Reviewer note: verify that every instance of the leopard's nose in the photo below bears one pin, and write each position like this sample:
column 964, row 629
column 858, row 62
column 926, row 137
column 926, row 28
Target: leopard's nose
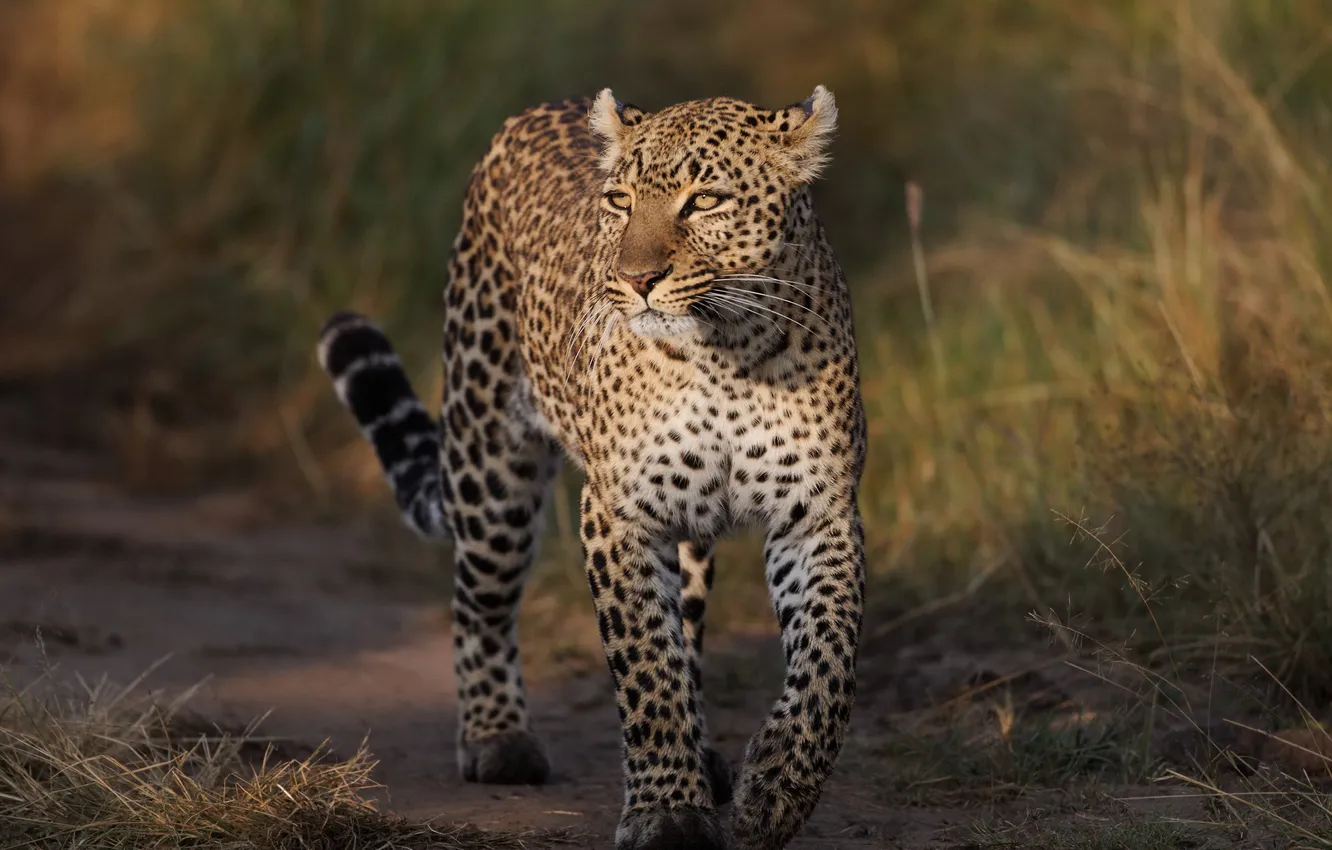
column 644, row 283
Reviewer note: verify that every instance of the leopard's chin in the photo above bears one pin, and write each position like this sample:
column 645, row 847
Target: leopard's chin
column 656, row 325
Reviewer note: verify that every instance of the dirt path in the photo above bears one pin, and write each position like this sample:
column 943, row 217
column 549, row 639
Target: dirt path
column 279, row 621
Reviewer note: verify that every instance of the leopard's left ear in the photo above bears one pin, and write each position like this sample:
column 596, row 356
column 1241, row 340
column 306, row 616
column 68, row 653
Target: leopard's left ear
column 612, row 121
column 807, row 128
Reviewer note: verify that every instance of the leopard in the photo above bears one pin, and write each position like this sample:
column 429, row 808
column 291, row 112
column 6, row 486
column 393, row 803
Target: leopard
column 650, row 296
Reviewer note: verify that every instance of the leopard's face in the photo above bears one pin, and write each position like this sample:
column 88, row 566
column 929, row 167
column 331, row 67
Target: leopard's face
column 695, row 201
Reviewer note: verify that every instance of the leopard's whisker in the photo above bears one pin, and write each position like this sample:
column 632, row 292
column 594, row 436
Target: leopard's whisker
column 767, row 295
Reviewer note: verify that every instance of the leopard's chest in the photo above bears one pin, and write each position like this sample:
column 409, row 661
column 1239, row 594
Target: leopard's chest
column 711, row 456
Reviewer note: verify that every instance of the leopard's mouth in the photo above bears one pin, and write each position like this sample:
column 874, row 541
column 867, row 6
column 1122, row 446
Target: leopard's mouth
column 652, row 324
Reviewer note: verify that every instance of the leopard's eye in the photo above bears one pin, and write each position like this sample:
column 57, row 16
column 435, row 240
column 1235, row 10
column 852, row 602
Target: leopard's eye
column 702, row 201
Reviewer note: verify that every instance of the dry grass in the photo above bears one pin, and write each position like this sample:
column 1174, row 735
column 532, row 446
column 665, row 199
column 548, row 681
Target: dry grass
column 1098, row 360
column 109, row 768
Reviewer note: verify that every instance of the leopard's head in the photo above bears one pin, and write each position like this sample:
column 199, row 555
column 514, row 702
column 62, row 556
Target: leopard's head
column 698, row 192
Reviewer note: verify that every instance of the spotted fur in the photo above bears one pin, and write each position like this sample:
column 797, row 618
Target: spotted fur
column 650, row 295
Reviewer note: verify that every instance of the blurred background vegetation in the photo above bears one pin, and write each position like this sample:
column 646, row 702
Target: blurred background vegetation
column 1124, row 393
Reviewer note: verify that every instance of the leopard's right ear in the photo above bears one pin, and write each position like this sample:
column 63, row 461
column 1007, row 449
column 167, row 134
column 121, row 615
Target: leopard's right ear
column 612, row 121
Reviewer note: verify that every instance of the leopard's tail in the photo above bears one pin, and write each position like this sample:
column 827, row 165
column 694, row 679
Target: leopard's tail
column 369, row 379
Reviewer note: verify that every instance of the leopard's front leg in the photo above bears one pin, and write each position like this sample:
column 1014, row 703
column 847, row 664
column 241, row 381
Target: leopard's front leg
column 667, row 792
column 815, row 574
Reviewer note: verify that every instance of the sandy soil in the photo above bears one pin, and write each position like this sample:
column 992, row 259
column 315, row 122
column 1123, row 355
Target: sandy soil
column 285, row 621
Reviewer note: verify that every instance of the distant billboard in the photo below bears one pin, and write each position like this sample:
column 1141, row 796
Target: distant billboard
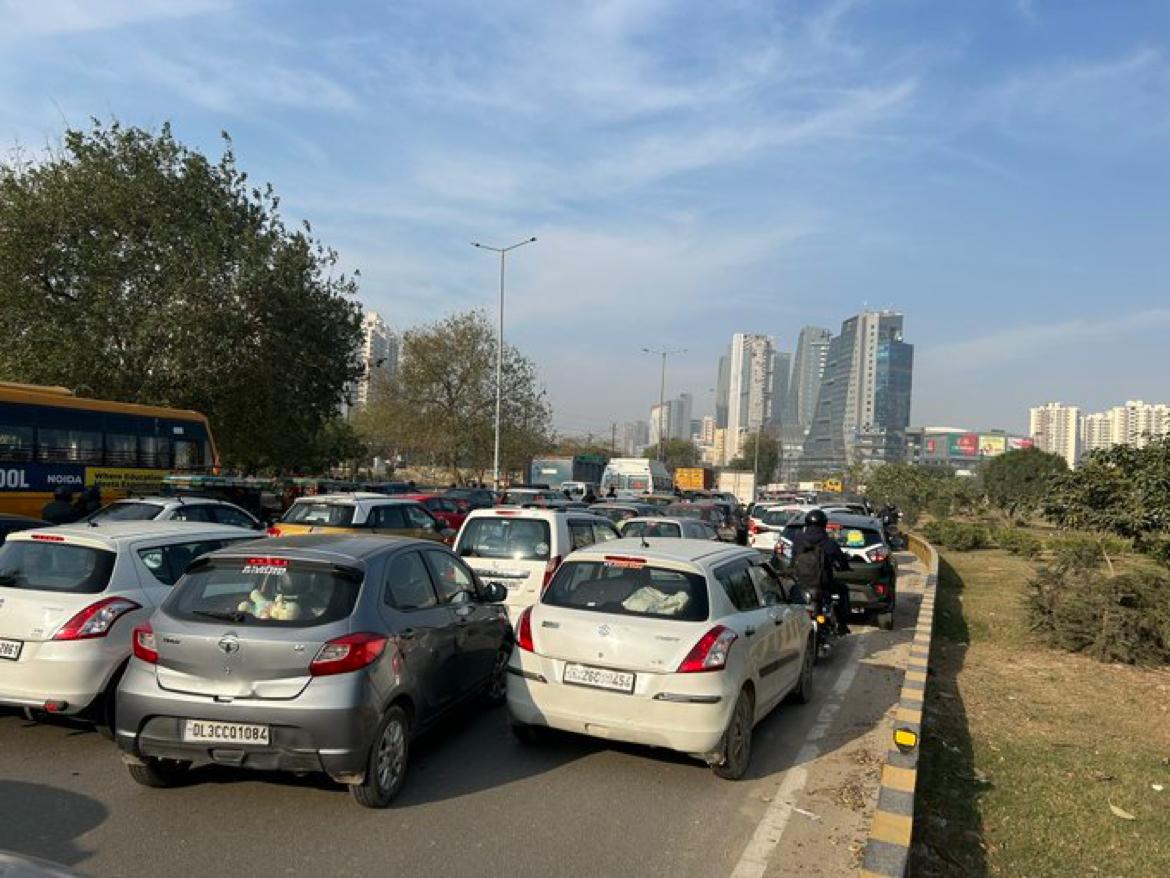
column 963, row 445
column 992, row 446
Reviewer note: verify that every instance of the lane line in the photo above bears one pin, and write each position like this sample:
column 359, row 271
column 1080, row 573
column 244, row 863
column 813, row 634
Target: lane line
column 755, row 857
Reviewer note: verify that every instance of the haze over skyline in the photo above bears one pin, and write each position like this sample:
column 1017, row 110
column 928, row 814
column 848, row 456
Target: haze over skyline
column 993, row 169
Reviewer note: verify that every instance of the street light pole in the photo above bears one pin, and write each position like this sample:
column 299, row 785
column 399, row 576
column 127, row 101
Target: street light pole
column 500, row 349
column 662, row 354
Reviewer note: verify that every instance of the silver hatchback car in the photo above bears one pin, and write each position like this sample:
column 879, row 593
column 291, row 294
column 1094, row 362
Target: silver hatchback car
column 310, row 653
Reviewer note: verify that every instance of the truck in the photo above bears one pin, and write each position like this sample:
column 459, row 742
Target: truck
column 694, row 478
column 740, row 482
column 555, row 472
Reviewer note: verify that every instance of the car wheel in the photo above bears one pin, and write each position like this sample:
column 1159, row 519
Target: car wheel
column 386, row 765
column 736, row 746
column 496, row 692
column 803, row 693
column 158, row 773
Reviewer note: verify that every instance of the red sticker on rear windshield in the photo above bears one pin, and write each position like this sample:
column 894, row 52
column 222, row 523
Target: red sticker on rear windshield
column 266, row 567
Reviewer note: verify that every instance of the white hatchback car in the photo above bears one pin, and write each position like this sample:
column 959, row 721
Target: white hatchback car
column 521, row 549
column 70, row 597
column 686, row 645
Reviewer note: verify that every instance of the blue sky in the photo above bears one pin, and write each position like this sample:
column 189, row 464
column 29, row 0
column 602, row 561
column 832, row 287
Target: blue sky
column 995, row 169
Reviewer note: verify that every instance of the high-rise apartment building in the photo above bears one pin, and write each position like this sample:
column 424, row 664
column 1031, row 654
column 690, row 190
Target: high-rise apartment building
column 750, row 361
column 807, row 370
column 1055, row 427
column 864, row 405
column 1135, row 423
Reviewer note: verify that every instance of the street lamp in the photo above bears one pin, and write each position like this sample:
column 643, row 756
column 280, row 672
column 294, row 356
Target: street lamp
column 662, row 354
column 500, row 349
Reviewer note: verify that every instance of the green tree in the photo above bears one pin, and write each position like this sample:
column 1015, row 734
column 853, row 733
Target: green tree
column 769, row 457
column 439, row 409
column 135, row 268
column 1018, row 481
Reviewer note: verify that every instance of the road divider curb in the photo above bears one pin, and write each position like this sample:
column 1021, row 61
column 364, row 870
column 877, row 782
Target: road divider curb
column 888, row 848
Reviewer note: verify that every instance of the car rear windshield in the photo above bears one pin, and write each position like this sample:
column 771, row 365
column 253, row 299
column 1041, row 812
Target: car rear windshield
column 327, row 514
column 268, row 591
column 54, row 567
column 128, row 512
column 626, row 588
column 504, row 537
column 651, row 528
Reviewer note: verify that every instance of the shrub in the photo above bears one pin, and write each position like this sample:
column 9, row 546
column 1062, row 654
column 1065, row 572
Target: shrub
column 1018, row 542
column 1115, row 618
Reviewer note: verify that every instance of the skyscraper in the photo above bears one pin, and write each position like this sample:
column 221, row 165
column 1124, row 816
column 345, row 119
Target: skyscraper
column 864, row 405
column 1055, row 427
column 749, row 388
column 807, row 370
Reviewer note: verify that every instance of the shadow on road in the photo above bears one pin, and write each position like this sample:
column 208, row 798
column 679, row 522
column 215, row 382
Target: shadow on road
column 948, row 832
column 41, row 821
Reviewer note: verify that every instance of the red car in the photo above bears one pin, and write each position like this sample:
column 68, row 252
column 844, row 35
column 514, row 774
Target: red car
column 444, row 508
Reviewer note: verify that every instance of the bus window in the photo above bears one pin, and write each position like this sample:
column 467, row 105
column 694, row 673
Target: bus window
column 73, row 445
column 121, row 450
column 15, row 443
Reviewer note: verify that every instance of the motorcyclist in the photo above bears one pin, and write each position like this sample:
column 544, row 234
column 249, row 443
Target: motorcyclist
column 814, row 540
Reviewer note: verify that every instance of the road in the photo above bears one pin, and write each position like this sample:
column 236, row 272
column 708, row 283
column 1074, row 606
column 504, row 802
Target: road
column 477, row 802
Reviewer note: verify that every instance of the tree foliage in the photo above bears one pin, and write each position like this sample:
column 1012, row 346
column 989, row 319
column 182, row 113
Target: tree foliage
column 1122, row 489
column 1018, row 481
column 135, row 268
column 439, row 406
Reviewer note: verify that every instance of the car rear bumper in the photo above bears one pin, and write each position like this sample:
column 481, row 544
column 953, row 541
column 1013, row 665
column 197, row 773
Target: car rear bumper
column 328, row 728
column 67, row 672
column 687, row 713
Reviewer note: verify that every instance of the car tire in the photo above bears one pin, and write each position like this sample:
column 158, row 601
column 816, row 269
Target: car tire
column 735, row 747
column 158, row 773
column 804, row 690
column 386, row 762
column 496, row 691
column 528, row 735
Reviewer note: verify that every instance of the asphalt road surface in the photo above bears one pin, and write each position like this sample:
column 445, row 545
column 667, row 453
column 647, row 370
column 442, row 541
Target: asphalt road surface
column 477, row 802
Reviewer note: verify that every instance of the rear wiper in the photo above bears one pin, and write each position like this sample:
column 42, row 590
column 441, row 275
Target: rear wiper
column 222, row 615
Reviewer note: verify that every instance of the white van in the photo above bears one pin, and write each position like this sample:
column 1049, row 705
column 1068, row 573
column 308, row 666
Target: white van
column 633, row 477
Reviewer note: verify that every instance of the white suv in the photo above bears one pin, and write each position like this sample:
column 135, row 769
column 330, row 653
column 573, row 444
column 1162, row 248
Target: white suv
column 204, row 510
column 69, row 598
column 686, row 645
column 521, row 549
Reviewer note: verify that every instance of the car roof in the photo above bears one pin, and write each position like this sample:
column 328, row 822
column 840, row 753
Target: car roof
column 118, row 532
column 685, row 551
column 316, row 547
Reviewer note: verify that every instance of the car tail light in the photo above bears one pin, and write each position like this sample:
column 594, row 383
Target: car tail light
column 96, row 619
column 343, row 654
column 549, row 570
column 710, row 653
column 524, row 631
column 144, row 644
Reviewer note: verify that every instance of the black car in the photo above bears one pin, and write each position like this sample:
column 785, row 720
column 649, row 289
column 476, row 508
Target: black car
column 12, row 523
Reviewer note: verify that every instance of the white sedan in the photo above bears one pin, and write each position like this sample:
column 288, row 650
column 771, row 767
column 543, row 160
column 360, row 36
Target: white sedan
column 686, row 645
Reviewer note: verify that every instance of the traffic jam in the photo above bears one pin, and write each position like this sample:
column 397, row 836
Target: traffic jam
column 191, row 630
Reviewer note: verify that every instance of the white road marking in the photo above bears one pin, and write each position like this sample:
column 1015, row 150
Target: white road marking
column 754, row 861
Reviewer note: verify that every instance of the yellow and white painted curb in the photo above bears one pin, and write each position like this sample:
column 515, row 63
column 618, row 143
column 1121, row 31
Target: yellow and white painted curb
column 888, row 848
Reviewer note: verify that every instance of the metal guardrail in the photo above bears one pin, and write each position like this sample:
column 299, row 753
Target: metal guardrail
column 888, row 848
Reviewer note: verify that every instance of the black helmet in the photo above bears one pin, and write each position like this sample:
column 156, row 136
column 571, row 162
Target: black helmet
column 817, row 518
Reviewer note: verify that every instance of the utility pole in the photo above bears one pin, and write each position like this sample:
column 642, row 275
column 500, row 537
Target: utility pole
column 662, row 354
column 500, row 348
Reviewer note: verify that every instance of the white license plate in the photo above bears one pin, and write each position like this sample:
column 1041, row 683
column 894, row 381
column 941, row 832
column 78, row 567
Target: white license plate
column 601, row 678
column 211, row 732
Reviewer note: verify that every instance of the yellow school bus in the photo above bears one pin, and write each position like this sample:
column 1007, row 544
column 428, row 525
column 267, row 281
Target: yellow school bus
column 50, row 438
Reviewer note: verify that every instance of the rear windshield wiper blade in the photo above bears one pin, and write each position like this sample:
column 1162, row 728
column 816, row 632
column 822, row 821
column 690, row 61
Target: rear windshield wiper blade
column 222, row 615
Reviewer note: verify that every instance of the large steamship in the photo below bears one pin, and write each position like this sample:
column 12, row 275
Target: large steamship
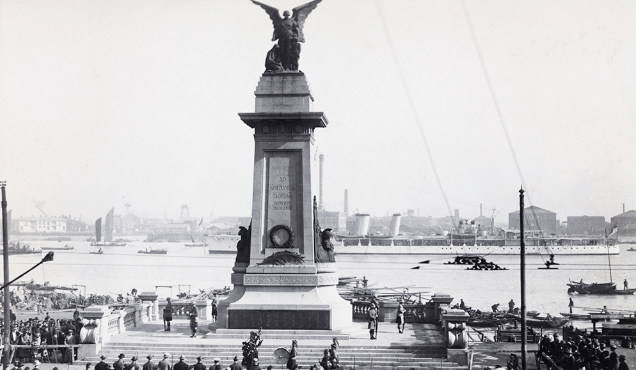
column 467, row 239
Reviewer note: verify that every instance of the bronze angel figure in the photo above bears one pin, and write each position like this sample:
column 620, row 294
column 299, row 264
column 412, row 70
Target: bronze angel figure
column 288, row 31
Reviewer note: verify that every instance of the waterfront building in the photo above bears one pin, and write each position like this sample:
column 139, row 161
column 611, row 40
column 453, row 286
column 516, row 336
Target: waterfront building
column 586, row 225
column 626, row 223
column 41, row 225
column 332, row 220
column 535, row 219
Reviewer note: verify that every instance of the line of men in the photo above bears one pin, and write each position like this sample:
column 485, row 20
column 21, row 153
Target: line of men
column 164, row 364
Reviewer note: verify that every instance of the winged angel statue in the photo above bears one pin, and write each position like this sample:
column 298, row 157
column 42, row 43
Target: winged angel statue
column 288, row 31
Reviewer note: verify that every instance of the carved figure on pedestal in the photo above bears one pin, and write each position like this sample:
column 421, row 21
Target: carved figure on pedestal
column 243, row 245
column 325, row 253
column 288, row 31
column 250, row 349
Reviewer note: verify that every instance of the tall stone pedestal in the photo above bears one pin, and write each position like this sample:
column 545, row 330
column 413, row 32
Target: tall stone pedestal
column 292, row 296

### Exercise instructions
Rewrite the part of the material above that opens with the line containing "Reviewer note: verify that every instance of the dirt" and closes with the line containing "column 807, row 128" as a numbered list, one line per item. Leave out any blank lines.

### Exercise solution
1. Reviewer note: verify that every instance of the dirt path in the photo above bears one pin, and write each position like this sample:
2. column 943, row 217
3. column 549, row 639
4. Target: dirt path
5. column 279, row 621
6. Reviewer note: verify that every instance of the leopard's left ear in the photo above bears one pin, and write each position like this sample:
7. column 596, row 356
8. column 1241, row 340
9. column 306, row 616
10. column 68, row 653
11. Target: leopard's left ear
12. column 612, row 121
13. column 807, row 128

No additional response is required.